[Texte source]
+ + + + +

Alors que l’éclosion de coronavirus se répand dans les étages de l’hôpital Maisonneuve-Rosemont, contaminant patients et employés, des voix s’élèvent pour affirmer que l’établissement n’était pas prêt à faire face au tsunami.
La COVID-19 a atteint huit unités sur douze cette semaine dans le centre hospitalier, confirme le CIUSSS de l’Est-de-l’Île-de-Montréal.
Envoyée au front, Florence*, infirmière affectée aux urgences de Maisonneuve-Rosemont, a vite constaté l’ampleur de la propagation.
«Il y a beaucoup d’éclosions dans les étages», affirme-t-elle en entrevue avec Métro Média.
«On se demande si nos collègues ont été assez protégés», laisse tomber celle qui a préféré taire son nom pour éviter les représailles.
Entrer pour une chirurgie et attraper la maladie
L’éclosion de COVID-19 fait des victimes collatérales à Maisonneuve-Rosemont. Arrivé à l’hôpital pour une chirurgie dans les dernières semaines, Raymond* a bien malgré lui subi les contrecoups du virus.
À la suite de son opération, le patient s’est retrouvé dans la même chambre qu’une dame qui s’est plus tard révélée infectée au coronavirus. Dans les jours suivants, Raymond a commencé à ressentir des symptômes de fièvre.
La nouvelle est tombée comme «une claque en plein visage», raconte-t-il: COVID positif.

+ + + + +

[Données disponibles]
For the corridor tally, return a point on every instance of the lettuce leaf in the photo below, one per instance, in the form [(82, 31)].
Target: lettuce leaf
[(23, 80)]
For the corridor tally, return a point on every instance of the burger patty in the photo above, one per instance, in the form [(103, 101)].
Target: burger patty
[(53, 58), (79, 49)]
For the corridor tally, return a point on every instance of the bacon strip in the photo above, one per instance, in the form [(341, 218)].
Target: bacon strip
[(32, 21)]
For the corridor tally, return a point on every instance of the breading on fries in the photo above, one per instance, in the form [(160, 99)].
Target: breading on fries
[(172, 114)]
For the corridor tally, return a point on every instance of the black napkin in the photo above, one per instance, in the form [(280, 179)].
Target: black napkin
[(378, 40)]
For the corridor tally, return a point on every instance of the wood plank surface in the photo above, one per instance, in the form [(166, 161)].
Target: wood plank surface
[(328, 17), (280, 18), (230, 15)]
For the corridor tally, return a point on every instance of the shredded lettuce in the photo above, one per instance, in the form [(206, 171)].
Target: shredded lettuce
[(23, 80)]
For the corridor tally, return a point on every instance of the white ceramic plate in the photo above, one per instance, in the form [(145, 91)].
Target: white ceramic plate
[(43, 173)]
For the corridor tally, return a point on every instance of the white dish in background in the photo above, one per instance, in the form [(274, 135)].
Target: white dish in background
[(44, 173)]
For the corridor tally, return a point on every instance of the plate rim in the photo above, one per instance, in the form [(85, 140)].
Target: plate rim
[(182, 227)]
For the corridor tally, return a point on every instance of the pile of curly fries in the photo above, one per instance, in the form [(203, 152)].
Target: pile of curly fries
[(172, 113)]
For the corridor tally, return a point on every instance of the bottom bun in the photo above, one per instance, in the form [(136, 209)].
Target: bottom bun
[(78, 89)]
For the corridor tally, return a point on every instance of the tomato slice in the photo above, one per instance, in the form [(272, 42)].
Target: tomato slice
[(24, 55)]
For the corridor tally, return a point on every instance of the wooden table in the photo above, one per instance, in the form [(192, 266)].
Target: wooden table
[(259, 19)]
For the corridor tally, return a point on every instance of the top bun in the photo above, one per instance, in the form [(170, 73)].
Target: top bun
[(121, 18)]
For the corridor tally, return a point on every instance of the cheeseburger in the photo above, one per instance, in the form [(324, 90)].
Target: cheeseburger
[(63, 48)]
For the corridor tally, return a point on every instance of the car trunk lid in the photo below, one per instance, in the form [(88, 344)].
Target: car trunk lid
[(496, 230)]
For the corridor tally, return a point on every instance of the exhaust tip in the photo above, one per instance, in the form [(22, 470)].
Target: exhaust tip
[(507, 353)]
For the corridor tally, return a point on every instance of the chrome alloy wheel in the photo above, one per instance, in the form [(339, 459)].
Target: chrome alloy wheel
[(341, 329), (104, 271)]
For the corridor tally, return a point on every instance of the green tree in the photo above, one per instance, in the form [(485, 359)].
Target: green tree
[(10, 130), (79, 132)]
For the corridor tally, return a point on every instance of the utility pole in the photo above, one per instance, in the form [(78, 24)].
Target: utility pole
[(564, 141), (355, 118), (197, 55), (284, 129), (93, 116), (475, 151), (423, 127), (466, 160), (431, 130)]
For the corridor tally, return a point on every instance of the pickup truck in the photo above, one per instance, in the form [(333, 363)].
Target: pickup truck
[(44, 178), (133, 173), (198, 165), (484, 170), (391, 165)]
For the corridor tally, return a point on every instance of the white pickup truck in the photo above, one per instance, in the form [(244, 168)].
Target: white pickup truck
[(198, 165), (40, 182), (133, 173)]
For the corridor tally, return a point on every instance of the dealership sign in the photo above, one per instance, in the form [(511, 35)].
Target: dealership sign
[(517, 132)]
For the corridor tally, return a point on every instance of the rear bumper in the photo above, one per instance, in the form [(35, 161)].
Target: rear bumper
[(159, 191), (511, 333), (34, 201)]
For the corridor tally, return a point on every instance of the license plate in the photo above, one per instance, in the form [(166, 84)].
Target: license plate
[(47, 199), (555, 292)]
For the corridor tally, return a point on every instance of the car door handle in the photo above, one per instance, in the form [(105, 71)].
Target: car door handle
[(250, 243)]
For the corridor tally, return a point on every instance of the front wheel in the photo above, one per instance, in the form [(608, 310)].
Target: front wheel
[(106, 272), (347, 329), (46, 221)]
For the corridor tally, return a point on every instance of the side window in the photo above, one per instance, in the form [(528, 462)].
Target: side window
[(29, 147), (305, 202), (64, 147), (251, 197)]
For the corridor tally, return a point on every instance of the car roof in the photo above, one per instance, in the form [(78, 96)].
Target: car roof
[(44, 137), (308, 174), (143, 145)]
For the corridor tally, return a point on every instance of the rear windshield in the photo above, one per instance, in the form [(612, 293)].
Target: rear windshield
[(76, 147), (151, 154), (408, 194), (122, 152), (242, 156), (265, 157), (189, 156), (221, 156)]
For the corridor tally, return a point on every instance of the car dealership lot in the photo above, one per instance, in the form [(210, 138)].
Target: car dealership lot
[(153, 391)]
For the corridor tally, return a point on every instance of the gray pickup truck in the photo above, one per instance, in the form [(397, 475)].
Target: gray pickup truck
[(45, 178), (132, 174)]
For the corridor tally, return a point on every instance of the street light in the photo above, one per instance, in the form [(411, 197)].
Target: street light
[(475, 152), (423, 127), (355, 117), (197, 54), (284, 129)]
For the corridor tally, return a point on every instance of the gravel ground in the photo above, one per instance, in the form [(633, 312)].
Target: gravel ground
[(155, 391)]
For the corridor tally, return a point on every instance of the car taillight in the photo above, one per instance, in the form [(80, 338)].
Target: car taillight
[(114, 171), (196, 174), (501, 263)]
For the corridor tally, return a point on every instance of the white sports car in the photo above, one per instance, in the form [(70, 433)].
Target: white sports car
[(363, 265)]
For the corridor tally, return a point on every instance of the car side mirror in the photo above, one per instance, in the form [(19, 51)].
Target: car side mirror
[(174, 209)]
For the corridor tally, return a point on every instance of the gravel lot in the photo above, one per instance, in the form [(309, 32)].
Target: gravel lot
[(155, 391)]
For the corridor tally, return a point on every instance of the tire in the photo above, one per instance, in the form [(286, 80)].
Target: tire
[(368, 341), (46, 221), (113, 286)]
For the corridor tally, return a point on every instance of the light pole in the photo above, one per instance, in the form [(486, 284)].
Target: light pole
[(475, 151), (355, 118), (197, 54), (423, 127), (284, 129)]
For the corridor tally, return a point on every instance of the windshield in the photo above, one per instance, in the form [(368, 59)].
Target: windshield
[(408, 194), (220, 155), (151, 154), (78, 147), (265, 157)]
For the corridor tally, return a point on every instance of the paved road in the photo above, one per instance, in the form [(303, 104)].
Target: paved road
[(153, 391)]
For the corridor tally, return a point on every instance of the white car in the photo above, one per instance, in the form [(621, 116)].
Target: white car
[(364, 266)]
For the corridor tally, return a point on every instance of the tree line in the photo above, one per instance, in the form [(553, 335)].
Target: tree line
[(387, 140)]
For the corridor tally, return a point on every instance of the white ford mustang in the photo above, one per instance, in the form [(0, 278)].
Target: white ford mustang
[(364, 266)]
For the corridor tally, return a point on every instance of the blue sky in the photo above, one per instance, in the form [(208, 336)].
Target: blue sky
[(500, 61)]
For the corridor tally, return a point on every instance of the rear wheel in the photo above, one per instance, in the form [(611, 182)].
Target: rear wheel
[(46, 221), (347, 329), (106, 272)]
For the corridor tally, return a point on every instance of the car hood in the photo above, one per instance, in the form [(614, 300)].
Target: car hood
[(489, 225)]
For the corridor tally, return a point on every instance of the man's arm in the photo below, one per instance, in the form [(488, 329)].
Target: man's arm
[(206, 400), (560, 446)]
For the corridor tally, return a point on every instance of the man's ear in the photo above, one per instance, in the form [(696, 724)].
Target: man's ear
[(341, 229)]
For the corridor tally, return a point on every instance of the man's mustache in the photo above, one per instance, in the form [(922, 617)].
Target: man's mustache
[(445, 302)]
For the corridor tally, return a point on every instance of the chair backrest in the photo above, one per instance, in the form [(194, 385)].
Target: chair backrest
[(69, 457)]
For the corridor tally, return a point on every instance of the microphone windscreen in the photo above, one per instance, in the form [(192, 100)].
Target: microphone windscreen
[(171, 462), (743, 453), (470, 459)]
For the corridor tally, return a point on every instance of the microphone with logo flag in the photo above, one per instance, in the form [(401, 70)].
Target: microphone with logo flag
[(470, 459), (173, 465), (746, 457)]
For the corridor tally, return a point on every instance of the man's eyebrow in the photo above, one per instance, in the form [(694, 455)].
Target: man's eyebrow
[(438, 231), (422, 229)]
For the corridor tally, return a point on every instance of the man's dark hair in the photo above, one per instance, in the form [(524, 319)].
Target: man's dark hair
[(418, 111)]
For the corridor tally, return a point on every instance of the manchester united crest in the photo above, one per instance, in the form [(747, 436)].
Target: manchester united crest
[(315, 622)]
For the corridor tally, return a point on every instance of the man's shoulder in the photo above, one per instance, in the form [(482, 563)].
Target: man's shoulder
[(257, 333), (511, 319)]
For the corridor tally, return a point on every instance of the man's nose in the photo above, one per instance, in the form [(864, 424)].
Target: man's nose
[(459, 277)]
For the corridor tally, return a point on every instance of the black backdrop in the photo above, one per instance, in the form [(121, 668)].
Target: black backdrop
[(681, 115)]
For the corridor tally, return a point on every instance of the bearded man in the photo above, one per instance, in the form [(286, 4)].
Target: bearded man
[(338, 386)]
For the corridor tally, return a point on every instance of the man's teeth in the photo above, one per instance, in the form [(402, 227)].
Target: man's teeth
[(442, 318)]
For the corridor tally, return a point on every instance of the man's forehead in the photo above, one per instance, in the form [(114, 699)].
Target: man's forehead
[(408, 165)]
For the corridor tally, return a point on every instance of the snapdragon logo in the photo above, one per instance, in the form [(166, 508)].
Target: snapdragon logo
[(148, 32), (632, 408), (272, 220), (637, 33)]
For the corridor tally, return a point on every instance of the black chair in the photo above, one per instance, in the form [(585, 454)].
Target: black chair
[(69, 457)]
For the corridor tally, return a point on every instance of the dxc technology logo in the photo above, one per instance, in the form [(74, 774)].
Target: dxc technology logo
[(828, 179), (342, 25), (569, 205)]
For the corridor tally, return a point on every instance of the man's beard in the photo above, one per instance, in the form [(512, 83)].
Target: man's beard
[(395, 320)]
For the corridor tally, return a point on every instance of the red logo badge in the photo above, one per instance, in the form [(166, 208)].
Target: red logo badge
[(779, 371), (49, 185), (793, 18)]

+ + + + +

[Consigne 1] D'après l'article sur l'éclosion de COVID-19 à Maisonneuve-Rosemont, combien d'unités du centre hospitalier la maladie a-t-elle atteintes cette semaine ?
[Consigne 2] Relevez tous les passages cités entre guillemets dans l'article sur l'éclosion de COVID-19 à Maisonneuve-Rosemont.
[Consigne 3] Rédigez la suite de l'article sur l'éclosion de COVID-19 à Maisonneuve-Rosemont, à partir de sa dernière phrase.
Les lignes forment un matériau distinct de l'article sur l'éclosion de COVID-19 à Maisonneuve-Rosemont.

[Réponse rédigée 1] Huit unités sur douze.

[Réponse rédigée 2]
- « Il y a beaucoup d'éclosions dans les étages »
- « On se demande si nos collègues ont été assez protégés »
- « une claque en plein visage »

[Réponse rédigée 3]
Alors que la situation continue d’alerter la santé publique dans les CHSLD, le Conseil pour la protection des malades (CPM) fait désormais allusion à un «cafouillage» dans les hôpitaux montréalais.
«Un hôpital, ça doit être un lieu sacré, l’endroit de la plus grande et de la meilleure protection», souligne le président du CPM, Paul Brunet.
«Quand on entre dans un hôpital, on ne s’attend pas à en sortir malade.» – Paul Brunet, président du CPM
Florence* exhorte malgré tout les malades de se présenter à l’hôpital.
«On a eu des patients qui ont attendu une semaine avant de venir malgré des douleurs au cœur. Ils arrivent dans des états beaucoup plus graves», lance l’infirmière.
Mesures suffisantes?
À l’hôpital depuis quelques temps, Raymond* a constaté les effets néfastes du manque de personnel.
«La semaine dernière, il y avait vingt et quelques employés absents. Tu voyais qu’ils étaient inquiets», relate-t-il.
«J’entendais les employés dire: on est chanceux, on est chanceux. Là, ils se mettent à dépister et, pouf, le virus apparaît.» – Raymond*, un patient de l’hôpital Maisonneuve-Rosemont
Les syndicats d’employés affectés à l’établissement de soins de santé ont également été avertis de la situation.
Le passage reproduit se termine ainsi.